- TASK OBJECTIVE
The expected output is a copy of every line in the records with the string "blonde".

[RECORDS TO USE — start]

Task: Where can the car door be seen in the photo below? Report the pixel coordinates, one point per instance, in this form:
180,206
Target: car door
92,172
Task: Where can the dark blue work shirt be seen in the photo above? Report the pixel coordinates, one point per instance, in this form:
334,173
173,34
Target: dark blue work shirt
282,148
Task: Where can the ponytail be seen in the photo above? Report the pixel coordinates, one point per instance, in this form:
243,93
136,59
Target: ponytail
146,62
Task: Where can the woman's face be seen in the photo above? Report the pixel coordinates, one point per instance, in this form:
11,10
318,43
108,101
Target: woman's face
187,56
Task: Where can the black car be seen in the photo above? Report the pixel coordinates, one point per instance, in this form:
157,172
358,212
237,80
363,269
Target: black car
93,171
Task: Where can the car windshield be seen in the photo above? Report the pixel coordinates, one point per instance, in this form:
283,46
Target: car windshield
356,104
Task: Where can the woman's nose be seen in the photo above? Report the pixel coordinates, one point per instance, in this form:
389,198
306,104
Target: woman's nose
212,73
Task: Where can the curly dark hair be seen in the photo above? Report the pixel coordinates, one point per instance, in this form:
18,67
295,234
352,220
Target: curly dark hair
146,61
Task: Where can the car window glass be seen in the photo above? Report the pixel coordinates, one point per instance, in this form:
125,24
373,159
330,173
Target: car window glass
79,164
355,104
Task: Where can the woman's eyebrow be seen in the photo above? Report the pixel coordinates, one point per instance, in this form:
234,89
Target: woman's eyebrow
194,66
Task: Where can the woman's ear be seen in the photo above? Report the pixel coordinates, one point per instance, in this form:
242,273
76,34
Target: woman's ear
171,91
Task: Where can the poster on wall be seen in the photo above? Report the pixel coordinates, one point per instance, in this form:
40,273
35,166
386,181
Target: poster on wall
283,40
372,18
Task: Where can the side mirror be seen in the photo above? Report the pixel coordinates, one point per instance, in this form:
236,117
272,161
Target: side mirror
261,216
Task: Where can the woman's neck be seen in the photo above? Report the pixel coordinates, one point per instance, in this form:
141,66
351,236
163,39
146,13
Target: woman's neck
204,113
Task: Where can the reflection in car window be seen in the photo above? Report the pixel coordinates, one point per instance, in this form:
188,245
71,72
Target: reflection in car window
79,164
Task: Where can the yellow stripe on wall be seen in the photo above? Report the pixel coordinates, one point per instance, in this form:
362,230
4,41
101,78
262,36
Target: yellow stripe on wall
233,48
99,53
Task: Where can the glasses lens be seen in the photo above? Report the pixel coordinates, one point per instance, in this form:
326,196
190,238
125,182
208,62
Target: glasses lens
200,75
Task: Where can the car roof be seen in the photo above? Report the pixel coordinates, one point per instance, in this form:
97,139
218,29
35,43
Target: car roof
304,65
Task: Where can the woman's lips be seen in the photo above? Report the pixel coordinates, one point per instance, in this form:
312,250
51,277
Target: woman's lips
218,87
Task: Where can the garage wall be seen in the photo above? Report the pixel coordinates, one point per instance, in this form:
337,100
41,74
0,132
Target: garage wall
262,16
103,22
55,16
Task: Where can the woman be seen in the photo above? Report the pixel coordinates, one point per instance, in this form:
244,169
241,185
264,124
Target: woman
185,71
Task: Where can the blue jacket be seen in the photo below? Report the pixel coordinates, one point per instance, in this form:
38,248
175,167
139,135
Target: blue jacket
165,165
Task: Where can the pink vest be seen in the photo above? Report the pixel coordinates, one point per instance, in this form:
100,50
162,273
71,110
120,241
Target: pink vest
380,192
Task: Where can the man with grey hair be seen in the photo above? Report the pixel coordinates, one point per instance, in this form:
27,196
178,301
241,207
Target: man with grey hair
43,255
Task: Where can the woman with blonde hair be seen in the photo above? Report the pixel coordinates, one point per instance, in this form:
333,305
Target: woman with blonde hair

[RECORDS TO USE — finish]

- TASK ANSWER
Task: Where can the woman with blonde hair be seen in the photo above? Report the pixel coordinates, one point per instance, in this form:
Target: woman with blonde hair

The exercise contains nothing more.